**Data for the task:**
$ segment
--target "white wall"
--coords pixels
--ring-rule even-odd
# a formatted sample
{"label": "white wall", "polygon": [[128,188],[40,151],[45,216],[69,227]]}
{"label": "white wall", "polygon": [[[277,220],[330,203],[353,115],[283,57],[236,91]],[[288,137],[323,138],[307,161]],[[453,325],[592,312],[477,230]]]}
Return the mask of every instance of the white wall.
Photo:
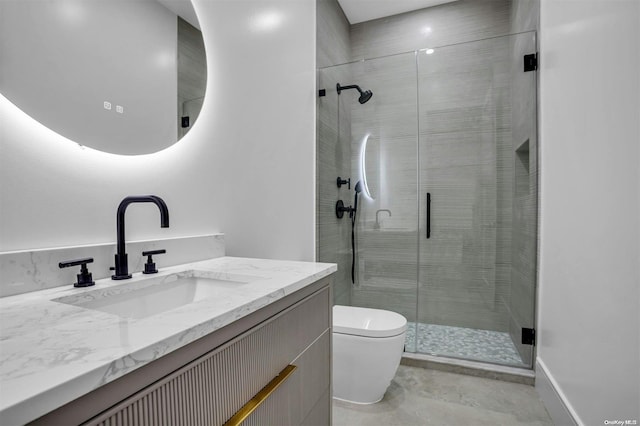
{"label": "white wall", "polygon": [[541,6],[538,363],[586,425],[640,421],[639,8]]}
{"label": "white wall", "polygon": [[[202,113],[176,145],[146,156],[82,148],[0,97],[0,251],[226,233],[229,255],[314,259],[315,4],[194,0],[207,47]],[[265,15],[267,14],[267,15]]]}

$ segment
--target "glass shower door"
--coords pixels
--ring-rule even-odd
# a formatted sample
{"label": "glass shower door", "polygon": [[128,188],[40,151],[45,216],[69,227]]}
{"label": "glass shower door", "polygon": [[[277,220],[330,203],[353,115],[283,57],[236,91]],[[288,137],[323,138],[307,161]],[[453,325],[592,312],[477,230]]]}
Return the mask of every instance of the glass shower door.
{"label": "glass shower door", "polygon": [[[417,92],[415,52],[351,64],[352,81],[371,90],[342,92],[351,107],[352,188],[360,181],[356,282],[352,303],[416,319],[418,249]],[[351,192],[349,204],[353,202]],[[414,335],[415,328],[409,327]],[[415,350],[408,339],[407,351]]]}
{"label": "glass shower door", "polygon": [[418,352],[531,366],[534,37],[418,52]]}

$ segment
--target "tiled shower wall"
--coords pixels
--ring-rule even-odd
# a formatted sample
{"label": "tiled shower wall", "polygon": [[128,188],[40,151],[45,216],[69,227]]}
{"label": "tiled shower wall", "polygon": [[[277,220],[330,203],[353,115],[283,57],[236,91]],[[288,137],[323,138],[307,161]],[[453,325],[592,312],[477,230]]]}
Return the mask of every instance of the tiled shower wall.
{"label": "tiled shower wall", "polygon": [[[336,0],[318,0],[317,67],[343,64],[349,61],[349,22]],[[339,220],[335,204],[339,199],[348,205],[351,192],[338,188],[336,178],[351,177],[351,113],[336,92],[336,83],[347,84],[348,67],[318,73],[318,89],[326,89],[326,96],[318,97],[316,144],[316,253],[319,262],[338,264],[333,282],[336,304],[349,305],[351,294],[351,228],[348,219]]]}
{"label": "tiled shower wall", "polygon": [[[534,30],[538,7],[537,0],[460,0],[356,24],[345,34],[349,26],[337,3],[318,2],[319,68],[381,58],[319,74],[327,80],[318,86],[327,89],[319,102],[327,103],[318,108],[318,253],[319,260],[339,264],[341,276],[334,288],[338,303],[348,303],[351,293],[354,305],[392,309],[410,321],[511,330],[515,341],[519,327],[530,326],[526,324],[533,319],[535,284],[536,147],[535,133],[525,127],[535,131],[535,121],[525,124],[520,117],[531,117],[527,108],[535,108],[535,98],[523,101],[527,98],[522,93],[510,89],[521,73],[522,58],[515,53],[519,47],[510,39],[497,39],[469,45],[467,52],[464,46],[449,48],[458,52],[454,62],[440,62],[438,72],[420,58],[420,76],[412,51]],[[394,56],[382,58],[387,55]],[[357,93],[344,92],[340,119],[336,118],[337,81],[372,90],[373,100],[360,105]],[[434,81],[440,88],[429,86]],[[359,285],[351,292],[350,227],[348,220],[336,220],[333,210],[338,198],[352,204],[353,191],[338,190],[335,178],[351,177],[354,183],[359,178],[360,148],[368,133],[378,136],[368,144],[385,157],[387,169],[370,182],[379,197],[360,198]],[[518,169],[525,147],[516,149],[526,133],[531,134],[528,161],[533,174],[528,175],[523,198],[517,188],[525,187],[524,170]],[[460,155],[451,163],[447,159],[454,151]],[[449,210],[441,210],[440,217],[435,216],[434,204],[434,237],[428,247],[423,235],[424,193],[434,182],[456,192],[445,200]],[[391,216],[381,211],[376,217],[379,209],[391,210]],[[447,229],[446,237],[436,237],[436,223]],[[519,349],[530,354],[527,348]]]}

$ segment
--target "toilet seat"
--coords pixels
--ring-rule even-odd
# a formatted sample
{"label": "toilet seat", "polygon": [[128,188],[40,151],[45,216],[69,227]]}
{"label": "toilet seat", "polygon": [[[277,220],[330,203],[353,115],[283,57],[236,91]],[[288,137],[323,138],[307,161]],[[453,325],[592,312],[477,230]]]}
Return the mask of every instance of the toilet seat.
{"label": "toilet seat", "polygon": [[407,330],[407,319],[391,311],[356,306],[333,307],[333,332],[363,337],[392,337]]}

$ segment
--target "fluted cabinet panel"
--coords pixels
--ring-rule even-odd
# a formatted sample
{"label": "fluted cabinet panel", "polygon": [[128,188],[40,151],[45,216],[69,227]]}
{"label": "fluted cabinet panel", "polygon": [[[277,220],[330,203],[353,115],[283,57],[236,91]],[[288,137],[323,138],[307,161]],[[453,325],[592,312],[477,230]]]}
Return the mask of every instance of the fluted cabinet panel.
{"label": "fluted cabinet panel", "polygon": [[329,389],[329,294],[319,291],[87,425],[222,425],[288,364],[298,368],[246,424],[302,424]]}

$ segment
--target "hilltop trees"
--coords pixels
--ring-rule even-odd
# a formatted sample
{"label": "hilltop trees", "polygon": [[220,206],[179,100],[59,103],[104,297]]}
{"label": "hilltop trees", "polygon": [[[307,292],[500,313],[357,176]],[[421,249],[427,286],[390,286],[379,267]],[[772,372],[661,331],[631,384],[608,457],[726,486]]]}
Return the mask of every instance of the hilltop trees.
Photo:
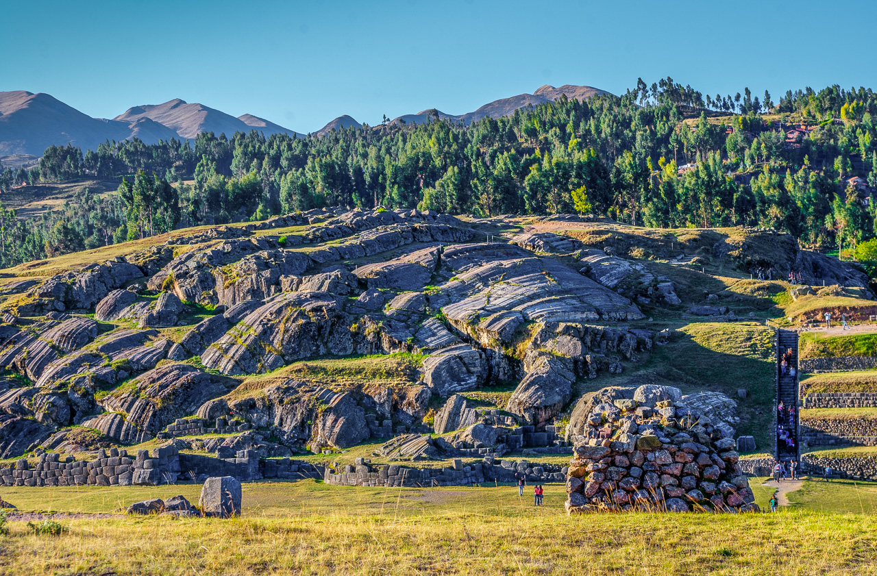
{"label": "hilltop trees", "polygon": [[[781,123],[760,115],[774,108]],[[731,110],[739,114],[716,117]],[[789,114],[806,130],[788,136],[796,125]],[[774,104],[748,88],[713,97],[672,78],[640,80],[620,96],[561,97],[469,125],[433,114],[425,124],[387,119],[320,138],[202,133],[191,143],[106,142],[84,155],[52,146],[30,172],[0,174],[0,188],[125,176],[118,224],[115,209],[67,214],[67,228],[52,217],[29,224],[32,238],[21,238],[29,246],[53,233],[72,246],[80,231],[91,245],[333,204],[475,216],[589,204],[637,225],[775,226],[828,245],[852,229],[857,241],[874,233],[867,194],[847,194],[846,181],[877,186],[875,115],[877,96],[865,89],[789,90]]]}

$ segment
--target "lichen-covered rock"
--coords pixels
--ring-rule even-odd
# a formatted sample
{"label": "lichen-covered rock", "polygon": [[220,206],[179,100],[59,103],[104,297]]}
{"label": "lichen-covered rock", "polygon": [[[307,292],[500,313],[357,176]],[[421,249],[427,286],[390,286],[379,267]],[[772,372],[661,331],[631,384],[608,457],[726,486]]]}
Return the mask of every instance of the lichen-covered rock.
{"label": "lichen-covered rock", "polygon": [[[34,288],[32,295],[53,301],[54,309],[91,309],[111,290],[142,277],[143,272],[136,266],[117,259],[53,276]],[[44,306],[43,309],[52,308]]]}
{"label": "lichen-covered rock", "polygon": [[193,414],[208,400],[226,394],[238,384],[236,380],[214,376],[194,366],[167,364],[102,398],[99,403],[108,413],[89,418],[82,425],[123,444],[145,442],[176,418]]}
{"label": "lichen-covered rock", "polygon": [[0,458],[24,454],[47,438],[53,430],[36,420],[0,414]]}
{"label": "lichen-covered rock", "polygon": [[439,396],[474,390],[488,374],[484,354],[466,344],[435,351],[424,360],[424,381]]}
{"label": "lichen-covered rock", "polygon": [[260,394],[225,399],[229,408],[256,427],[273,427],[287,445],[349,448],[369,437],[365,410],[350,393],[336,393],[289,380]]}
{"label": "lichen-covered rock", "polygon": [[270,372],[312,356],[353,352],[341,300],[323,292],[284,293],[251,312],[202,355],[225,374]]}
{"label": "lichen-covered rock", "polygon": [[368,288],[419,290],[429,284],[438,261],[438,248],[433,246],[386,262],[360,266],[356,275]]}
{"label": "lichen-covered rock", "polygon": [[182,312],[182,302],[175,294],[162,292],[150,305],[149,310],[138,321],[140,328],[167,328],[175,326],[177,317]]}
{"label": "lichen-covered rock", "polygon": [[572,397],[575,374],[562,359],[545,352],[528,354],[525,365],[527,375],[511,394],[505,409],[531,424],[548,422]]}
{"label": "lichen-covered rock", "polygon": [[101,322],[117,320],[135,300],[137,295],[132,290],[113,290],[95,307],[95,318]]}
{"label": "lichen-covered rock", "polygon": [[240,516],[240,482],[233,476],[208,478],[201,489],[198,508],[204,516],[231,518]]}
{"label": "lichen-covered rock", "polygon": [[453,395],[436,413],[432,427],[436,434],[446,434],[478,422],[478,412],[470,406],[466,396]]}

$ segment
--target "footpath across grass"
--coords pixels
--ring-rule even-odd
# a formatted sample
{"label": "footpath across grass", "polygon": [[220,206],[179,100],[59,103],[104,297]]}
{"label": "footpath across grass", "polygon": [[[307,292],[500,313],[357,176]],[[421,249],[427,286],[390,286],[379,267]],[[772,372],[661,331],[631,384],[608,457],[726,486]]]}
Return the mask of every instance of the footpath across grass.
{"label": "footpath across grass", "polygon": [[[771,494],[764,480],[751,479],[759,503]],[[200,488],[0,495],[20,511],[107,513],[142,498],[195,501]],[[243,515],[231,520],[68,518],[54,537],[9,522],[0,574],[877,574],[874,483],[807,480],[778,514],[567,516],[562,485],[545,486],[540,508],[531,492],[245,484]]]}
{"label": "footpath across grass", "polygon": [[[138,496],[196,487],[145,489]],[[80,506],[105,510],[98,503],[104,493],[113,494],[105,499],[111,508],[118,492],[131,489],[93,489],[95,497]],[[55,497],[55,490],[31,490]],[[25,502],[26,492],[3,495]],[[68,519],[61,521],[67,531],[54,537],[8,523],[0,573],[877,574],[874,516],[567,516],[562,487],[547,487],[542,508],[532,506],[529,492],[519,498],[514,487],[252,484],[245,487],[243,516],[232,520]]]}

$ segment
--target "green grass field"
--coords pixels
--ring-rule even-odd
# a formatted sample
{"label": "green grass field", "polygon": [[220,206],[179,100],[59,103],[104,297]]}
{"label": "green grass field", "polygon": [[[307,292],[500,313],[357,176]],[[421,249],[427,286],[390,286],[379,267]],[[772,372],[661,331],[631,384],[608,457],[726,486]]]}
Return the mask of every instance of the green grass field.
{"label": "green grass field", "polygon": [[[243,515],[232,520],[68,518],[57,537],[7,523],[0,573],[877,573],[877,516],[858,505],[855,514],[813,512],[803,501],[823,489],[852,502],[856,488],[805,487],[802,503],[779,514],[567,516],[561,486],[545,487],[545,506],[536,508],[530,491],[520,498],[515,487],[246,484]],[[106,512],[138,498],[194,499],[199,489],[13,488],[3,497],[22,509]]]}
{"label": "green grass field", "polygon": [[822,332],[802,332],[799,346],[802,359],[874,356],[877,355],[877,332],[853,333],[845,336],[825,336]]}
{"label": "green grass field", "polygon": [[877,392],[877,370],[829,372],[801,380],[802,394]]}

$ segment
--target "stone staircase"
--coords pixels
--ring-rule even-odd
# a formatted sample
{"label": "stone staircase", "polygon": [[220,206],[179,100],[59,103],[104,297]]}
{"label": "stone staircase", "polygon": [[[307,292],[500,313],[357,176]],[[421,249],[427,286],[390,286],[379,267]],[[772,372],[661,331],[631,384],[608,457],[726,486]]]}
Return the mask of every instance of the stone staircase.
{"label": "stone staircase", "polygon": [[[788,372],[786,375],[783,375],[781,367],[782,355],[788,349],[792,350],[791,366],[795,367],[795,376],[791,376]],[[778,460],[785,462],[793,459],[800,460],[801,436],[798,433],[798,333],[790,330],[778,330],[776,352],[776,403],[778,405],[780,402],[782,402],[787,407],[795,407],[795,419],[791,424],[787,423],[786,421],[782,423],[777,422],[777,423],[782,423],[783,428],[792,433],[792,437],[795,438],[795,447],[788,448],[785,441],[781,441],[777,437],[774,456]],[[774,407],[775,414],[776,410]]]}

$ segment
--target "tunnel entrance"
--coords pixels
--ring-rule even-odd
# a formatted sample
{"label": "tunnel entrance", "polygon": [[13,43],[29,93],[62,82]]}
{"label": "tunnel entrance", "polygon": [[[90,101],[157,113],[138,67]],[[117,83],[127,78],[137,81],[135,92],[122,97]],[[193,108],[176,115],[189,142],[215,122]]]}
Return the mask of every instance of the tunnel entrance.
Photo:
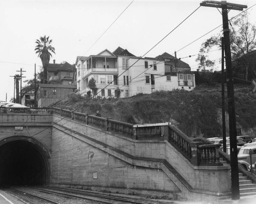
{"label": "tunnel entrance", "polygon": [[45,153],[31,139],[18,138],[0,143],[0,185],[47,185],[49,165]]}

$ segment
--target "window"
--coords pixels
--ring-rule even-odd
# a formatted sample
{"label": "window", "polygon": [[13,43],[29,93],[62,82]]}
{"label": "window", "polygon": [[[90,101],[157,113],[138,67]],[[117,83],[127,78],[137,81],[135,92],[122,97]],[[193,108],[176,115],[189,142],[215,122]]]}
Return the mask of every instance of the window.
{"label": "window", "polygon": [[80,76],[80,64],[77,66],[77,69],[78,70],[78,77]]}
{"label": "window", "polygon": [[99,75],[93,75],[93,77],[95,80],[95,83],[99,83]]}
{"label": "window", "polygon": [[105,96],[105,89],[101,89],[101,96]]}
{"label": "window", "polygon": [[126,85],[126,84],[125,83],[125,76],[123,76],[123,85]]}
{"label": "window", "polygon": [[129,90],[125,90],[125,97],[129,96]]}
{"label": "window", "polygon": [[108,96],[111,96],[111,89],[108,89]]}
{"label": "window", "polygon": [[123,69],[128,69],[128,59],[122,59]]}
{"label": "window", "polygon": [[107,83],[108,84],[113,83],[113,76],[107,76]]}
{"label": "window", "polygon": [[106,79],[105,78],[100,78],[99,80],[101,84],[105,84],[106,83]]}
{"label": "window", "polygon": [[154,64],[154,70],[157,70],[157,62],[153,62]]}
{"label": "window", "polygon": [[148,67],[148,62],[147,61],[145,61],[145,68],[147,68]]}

**Given task:** How many lines in the items above contain the string "seat"? Case counts. Give only the number.

**Exercise answer:** 5